Extract provided:

++++++

Windsor

Digital artist says her work is a way to 'reconstruct' Black identity

Kiki Symoné has the theme for her artwork for the year sketched out on the wall of her small workspace in an upstairs suite in Walkerville. BLM, the acronym for Black Lives Matter, is written at the top. 

Windsor's Kiki Symoné says in January she only had 8 sales but now her prints are selling worldwide

Kiki Symoné in her workspace in an upstairs suite in Walkerville. (Jacob Barker/CBC)

Kiki Symoné has the theme for her artwork for the year sketched out on the wall of her small workspace in an upstairs suite in Walkerville. 

BLM, the acronym for Black Lives Matter, is written at the top. 

Further down "Justice 4 Breonna Taylor. Justice 4 George Floyd," is written.

Words and colours written — meant to inspire her artwork.

"I try to use a lot of white and black lines," Symoné said. "To me it represents hope and change for a better world."

++++++

Directives:
a) Answer these questions from the article on Kiki Symoné:
(i) How many sales did she have in January?
(ii) Where is her workspace?
(iii) What do white and black lines represent to her?
b) From the article on Kiki Symoné, return the passage between "Windsor's Kiki Symoné says in" and "inspire her artwork.", inclusive.
The listing is separate material and has no connection to the article on Kiki Symoné.

Data section:
++++++

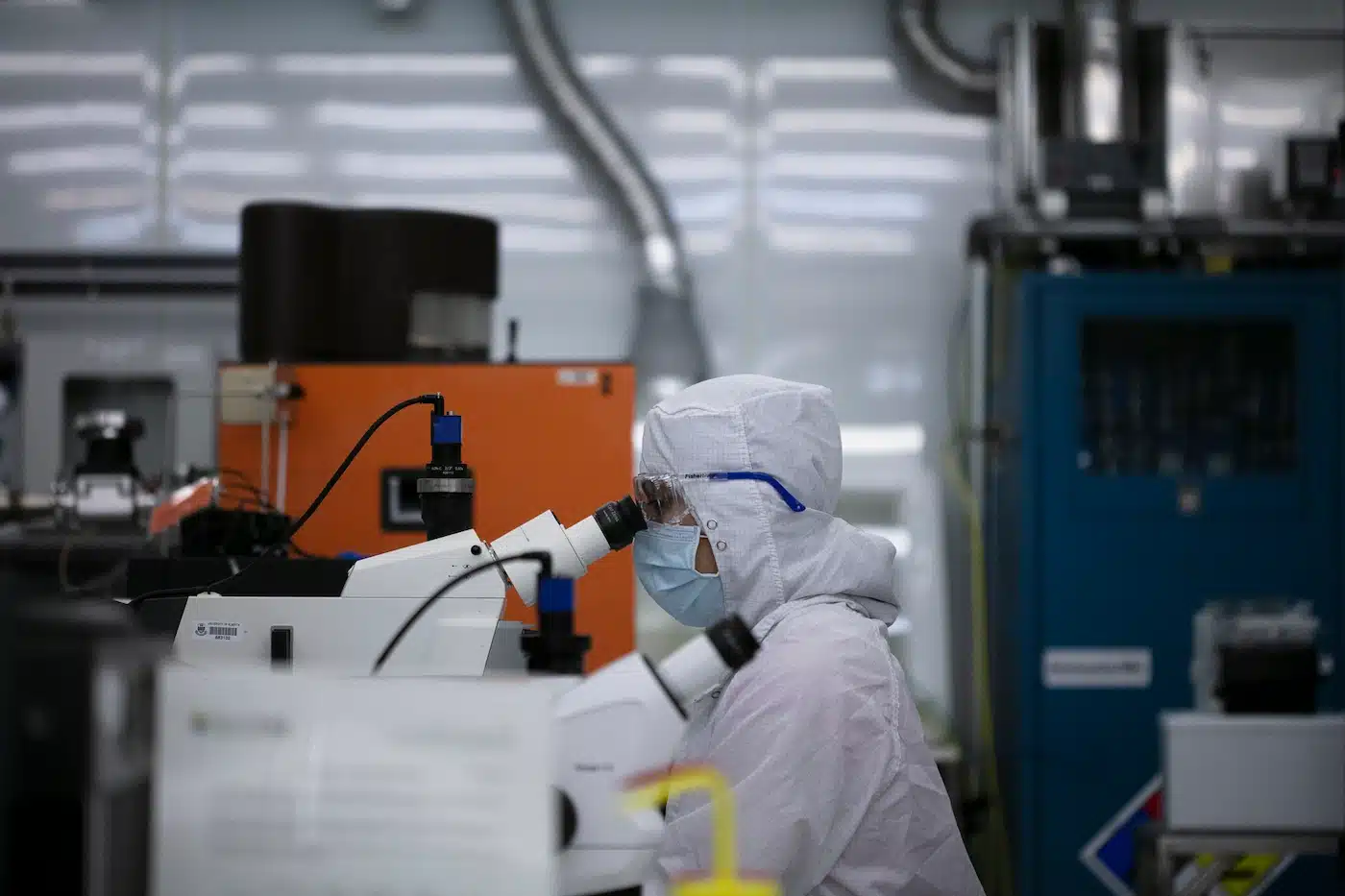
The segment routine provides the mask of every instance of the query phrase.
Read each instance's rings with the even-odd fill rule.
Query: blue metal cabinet
[[[991,389],[1017,449],[993,470],[987,530],[1020,896],[1126,892],[1124,831],[1106,845],[1095,835],[1120,823],[1127,805],[1142,805],[1158,775],[1157,716],[1190,705],[1192,616],[1208,600],[1310,600],[1323,620],[1325,647],[1340,651],[1342,295],[1340,276],[1317,273],[1022,280],[1014,351]],[[1119,412],[1107,410],[1116,385],[1106,357],[1089,361],[1089,334],[1131,323],[1188,335],[1206,326],[1287,334],[1293,418],[1276,431],[1283,441],[1232,451],[1229,440],[1241,431],[1212,428],[1178,440],[1185,445],[1178,456],[1196,457],[1184,468],[1103,463],[1099,414],[1127,413],[1130,405],[1123,398]],[[1146,358],[1154,370],[1180,367],[1177,350],[1165,344],[1130,358]],[[1196,371],[1192,382],[1205,383],[1209,365],[1186,363]],[[1243,366],[1255,367],[1232,369]],[[1139,414],[1153,420],[1161,389],[1146,387],[1150,406]],[[1282,400],[1284,387],[1279,382]],[[1258,382],[1239,389],[1254,397],[1267,391]],[[1182,394],[1193,401],[1189,383]],[[1254,400],[1240,396],[1239,408]],[[1132,441],[1135,457],[1162,453],[1151,437]],[[1235,453],[1259,460],[1232,468],[1210,460]],[[1150,667],[1128,683],[1048,686],[1045,662],[1056,650],[1131,651]],[[1338,681],[1325,685],[1323,705],[1341,705]],[[1091,857],[1081,854],[1085,848]],[[1305,870],[1313,873],[1302,868],[1307,864],[1295,862],[1270,892],[1319,892],[1305,883]]]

++++++

Responses to the tasks:
a)
(i) 8
(ii) In an upstairs suite in Walkerville
(iii) Hope and change for a better world

b)
Windsor's Kiki Symoné says in January she only had 8 sales but now her prints are selling worldwide

Kiki Symoné in her workspace in an upstairs suite in Walkerville. (Jacob Barker/CBC)

Kiki Symoné has the theme for her artwork for the year sketched out on the wall of her small workspace in an upstairs suite in Walkerville. 

BLM, the acronym for Black Lives Matter, is written at the top. 

Further down "Justice 4 Breonna Taylor. Justice 4 George Floyd," is written.

Words and colours written — meant to inspire her artwork.